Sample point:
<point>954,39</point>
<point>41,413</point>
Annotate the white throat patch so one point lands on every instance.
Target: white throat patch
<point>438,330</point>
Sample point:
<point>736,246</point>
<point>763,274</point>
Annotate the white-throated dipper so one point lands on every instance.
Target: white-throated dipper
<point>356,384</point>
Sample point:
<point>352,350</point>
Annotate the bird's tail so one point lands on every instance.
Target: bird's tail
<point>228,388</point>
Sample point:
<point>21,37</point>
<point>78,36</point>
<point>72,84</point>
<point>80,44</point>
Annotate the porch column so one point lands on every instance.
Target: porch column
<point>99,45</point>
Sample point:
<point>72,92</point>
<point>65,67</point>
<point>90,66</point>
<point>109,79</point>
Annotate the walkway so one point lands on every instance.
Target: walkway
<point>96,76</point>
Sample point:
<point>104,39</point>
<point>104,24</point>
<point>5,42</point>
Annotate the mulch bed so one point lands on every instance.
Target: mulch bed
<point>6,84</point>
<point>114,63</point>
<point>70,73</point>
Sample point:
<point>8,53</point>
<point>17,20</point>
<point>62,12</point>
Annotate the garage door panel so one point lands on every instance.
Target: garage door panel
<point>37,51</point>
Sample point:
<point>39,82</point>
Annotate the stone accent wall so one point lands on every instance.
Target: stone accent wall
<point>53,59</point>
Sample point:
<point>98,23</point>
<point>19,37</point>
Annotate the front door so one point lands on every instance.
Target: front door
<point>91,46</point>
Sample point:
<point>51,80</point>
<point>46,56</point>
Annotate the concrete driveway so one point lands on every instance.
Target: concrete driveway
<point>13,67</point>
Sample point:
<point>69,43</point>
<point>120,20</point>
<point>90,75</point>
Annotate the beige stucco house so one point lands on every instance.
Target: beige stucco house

========================================================================

Look above for the line holding "<point>19,37</point>". Print it and every line after it, exactly, through the line holding "<point>69,43</point>".

<point>19,37</point>
Annotate the front door so one point lands on every instance.
Target: front door
<point>91,46</point>
Sample point:
<point>51,80</point>
<point>46,56</point>
Annotate the concrete driveway so one point lands on every instance.
Target: concrete driveway
<point>13,67</point>
Sample point:
<point>69,43</point>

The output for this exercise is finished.